§ **Your instructions**
Output these rows as a JSON list of strings, one string per line, omitting blank lines.

(Detection examples)
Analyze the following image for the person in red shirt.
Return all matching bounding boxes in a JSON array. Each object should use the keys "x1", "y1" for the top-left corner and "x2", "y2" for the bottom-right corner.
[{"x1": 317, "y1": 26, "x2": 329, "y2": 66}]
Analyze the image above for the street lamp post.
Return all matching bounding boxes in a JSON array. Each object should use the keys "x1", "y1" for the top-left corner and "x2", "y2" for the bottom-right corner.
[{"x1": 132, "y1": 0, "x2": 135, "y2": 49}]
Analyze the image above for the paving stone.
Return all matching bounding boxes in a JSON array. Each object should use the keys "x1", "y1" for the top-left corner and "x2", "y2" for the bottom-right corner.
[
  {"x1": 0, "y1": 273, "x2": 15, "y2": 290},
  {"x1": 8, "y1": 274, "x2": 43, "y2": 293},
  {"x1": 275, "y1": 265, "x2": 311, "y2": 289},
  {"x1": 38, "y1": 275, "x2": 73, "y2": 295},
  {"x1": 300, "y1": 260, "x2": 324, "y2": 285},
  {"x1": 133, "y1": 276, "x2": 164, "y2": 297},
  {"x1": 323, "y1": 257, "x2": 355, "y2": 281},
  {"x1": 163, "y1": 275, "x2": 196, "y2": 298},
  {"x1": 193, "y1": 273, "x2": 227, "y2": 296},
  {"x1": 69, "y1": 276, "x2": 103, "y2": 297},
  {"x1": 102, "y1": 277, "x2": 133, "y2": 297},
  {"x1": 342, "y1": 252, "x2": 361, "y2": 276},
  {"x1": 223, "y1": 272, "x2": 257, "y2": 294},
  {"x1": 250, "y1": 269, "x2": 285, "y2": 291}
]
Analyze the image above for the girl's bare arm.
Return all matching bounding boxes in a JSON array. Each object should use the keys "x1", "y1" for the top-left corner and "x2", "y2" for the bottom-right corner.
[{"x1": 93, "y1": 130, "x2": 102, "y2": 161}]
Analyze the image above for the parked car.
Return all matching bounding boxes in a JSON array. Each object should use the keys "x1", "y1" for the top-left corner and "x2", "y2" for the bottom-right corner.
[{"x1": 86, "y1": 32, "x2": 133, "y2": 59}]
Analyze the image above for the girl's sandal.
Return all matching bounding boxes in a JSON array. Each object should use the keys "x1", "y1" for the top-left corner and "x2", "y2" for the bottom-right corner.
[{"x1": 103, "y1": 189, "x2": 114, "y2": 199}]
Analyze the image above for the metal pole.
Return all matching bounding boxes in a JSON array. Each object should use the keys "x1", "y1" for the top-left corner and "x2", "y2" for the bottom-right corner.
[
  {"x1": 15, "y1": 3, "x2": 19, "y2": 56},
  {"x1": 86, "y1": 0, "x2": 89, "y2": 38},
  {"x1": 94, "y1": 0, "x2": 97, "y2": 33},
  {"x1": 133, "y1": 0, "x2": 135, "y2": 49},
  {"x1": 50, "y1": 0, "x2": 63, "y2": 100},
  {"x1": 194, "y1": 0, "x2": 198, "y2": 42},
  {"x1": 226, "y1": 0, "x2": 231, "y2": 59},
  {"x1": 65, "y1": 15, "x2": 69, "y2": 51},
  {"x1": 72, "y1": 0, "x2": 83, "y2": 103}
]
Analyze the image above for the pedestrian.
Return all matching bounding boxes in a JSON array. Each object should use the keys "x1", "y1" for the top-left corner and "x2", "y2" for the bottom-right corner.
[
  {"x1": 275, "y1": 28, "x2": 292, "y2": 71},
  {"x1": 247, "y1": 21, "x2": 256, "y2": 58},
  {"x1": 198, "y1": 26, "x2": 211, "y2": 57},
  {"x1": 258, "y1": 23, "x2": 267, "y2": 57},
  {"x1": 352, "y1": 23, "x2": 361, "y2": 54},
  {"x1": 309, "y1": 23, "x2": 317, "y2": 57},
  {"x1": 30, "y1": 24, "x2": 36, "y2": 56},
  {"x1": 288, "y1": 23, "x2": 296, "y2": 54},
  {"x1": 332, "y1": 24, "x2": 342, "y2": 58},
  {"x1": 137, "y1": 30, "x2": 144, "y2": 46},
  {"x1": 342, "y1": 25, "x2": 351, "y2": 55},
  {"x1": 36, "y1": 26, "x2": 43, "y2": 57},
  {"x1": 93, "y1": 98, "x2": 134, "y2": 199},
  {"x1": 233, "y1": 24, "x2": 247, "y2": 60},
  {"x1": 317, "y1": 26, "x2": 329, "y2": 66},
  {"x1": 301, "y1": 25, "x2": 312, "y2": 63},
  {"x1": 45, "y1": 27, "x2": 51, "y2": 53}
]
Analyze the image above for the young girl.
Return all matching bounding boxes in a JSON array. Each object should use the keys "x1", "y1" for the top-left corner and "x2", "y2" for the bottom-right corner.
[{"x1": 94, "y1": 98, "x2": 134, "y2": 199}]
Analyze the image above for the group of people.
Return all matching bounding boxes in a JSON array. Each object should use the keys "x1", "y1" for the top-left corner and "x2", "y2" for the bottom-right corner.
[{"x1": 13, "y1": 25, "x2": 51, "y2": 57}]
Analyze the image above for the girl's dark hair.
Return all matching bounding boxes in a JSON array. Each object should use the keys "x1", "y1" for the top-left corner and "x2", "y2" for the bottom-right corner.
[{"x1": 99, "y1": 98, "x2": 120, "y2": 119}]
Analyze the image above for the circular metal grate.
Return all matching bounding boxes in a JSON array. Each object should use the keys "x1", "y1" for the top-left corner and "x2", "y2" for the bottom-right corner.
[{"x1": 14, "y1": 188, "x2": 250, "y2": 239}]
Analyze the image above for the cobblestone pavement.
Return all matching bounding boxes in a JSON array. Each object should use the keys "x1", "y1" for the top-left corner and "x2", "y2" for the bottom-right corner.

§ **Answer in full**
[
  "Analyze the following image for the person in red shirt.",
  "Return all matching bounding boxes in a JSON array. Each object should use the keys \"x1\", \"y1\" for the top-left corner and \"x2\", \"y2\" for the bottom-right corner.",
  "[{\"x1\": 317, \"y1\": 26, \"x2\": 329, \"y2\": 66}]",
  "Analyze the image above for the street lamp post.",
  "Return all matching bounding boxes in a JSON array. Each object should use the keys \"x1\", \"y1\" for the top-left corner and \"x2\", \"y2\" for the bottom-right corner.",
  "[{\"x1\": 132, \"y1\": 0, \"x2\": 135, \"y2\": 49}]",
  "Analyze the image above for the paving stone.",
  "Return all matching bounding boxes in a JSON array. Each object should use the keys \"x1\", \"y1\" for the top-left corner and \"x2\", \"y2\" for the bottom-right corner.",
  "[",
  "  {\"x1\": 0, \"y1\": 273, \"x2\": 15, \"y2\": 290},",
  "  {\"x1\": 8, \"y1\": 274, \"x2\": 43, \"y2\": 293},",
  "  {\"x1\": 275, \"y1\": 265, \"x2\": 311, \"y2\": 289},",
  "  {\"x1\": 38, \"y1\": 275, \"x2\": 73, \"y2\": 295},",
  "  {\"x1\": 300, \"y1\": 260, \"x2\": 324, \"y2\": 285},",
  "  {\"x1\": 133, \"y1\": 276, \"x2\": 164, \"y2\": 297},",
  "  {\"x1\": 323, \"y1\": 257, \"x2\": 355, \"y2\": 281},",
  "  {\"x1\": 163, \"y1\": 275, \"x2\": 196, \"y2\": 298},",
  "  {\"x1\": 193, \"y1\": 273, \"x2\": 227, \"y2\": 296},",
  "  {\"x1\": 69, \"y1\": 276, \"x2\": 103, \"y2\": 297},",
  "  {\"x1\": 102, \"y1\": 277, \"x2\": 133, \"y2\": 297},",
  "  {\"x1\": 342, \"y1\": 252, \"x2\": 361, \"y2\": 276},",
  "  {\"x1\": 223, \"y1\": 272, \"x2\": 257, \"y2\": 294},",
  "  {\"x1\": 250, \"y1\": 269, \"x2\": 285, \"y2\": 291}",
  "]",
  "Analyze the image above for the girl's bare arm.",
  "Return all matching bounding boxes in a JSON array. Each object should use the keys \"x1\", \"y1\" for the top-left corner and \"x2\", \"y2\" for the bottom-right corner.",
  "[{\"x1\": 93, \"y1\": 130, \"x2\": 102, \"y2\": 161}]",
  "Analyze the image above for the parked car.",
  "Return all matching bounding boxes in a JSON array. Each object should use the keys \"x1\", \"y1\" for the top-left corner and \"x2\", \"y2\" for the bottom-right corner.",
  "[{\"x1\": 86, \"y1\": 32, \"x2\": 133, \"y2\": 59}]",
  "Analyze the image above for the girl's sandal.",
  "Return all matching bounding boxes in a JSON array. Each object should use the keys \"x1\", \"y1\" for the top-left corner and \"x2\", \"y2\" for the bottom-right corner.",
  "[{\"x1\": 103, \"y1\": 189, \"x2\": 114, \"y2\": 199}]",
  "Analyze the image above for the metal pole.",
  "Return all matching bounding boxes in a JSON array. Each object should use the keys \"x1\", \"y1\" for the top-left corner and \"x2\", \"y2\" for the bottom-right corner.",
  "[",
  "  {\"x1\": 15, \"y1\": 3, \"x2\": 19, \"y2\": 56},",
  "  {\"x1\": 86, \"y1\": 0, \"x2\": 89, \"y2\": 38},",
  "  {\"x1\": 94, \"y1\": 0, \"x2\": 97, \"y2\": 33},",
  "  {\"x1\": 133, \"y1\": 0, \"x2\": 135, \"y2\": 49},",
  "  {\"x1\": 50, \"y1\": 0, \"x2\": 63, \"y2\": 100},",
  "  {\"x1\": 194, \"y1\": 0, \"x2\": 198, \"y2\": 42},",
  "  {\"x1\": 226, \"y1\": 0, \"x2\": 231, \"y2\": 59},",
  "  {\"x1\": 65, \"y1\": 15, \"x2\": 69, \"y2\": 51},",
  "  {\"x1\": 72, \"y1\": 0, \"x2\": 83, \"y2\": 103}",
  "]",
  "Analyze the image above for the pedestrian.",
  "Return all matching bounding boxes in a JSON array. Each object should use the keys \"x1\", \"y1\" for the top-left corner and \"x2\", \"y2\" for the bottom-right corner.",
  "[",
  "  {\"x1\": 275, \"y1\": 28, \"x2\": 292, \"y2\": 71},",
  "  {\"x1\": 247, \"y1\": 21, \"x2\": 256, \"y2\": 58},",
  "  {\"x1\": 198, \"y1\": 26, \"x2\": 211, \"y2\": 57},",
  "  {\"x1\": 258, \"y1\": 23, \"x2\": 267, \"y2\": 57},",
  "  {\"x1\": 352, \"y1\": 23, \"x2\": 361, \"y2\": 54},",
  "  {\"x1\": 309, \"y1\": 23, \"x2\": 317, \"y2\": 57},",
  "  {\"x1\": 30, \"y1\": 24, \"x2\": 36, \"y2\": 56},",
  "  {\"x1\": 288, \"y1\": 23, \"x2\": 296, \"y2\": 54},",
  "  {\"x1\": 332, \"y1\": 24, \"x2\": 342, \"y2\": 58},",
  "  {\"x1\": 137, \"y1\": 30, \"x2\": 144, \"y2\": 46},",
  "  {\"x1\": 342, \"y1\": 25, \"x2\": 351, \"y2\": 55},",
  "  {\"x1\": 36, \"y1\": 26, \"x2\": 43, \"y2\": 57},",
  "  {\"x1\": 93, \"y1\": 98, \"x2\": 134, \"y2\": 199},",
  "  {\"x1\": 233, \"y1\": 24, \"x2\": 247, \"y2\": 60},",
  "  {\"x1\": 317, \"y1\": 26, \"x2\": 329, \"y2\": 66},",
  "  {\"x1\": 301, \"y1\": 25, \"x2\": 312, \"y2\": 63},",
  "  {\"x1\": 45, \"y1\": 27, \"x2\": 51, \"y2\": 53}",
  "]",
  "Analyze the image above for the young girl.",
  "Return all matching bounding boxes in a JSON array. Each object should use the keys \"x1\", \"y1\" for the top-left corner and \"x2\", \"y2\" for the bottom-right corner.",
  "[{\"x1\": 94, \"y1\": 98, \"x2\": 134, \"y2\": 199}]",
  "Analyze the image above for the group of people.",
  "Return all matching bounding boxes in a JSON array. Each object should use the keys \"x1\", \"y1\" for the top-left corner and \"x2\", \"y2\" for the bottom-right corner.",
  "[{\"x1\": 13, \"y1\": 25, \"x2\": 51, \"y2\": 57}]",
  "Analyze the image above for the girl's dark hair.",
  "Return all matching bounding boxes in a JSON array. Each object should use the keys \"x1\", \"y1\" for the top-left corner and \"x2\", \"y2\" for the bottom-right corner.",
  "[{\"x1\": 99, \"y1\": 98, \"x2\": 120, \"y2\": 119}]",
  "Analyze the image above for the circular metal grate.",
  "Return all matching bounding boxes in a JSON array. Each object should use the keys \"x1\", \"y1\" for the top-left corner and \"x2\", \"y2\" for the bottom-right corner.",
  "[{\"x1\": 14, \"y1\": 188, \"x2\": 250, \"y2\": 239}]",
  "Analyze the image above for the cobblestone pavement.",
  "Return all matching bounding boxes in a JSON array. Each object should use the keys \"x1\", \"y1\" for the top-left corner and \"x2\", \"y2\" for the bottom-right corner."
]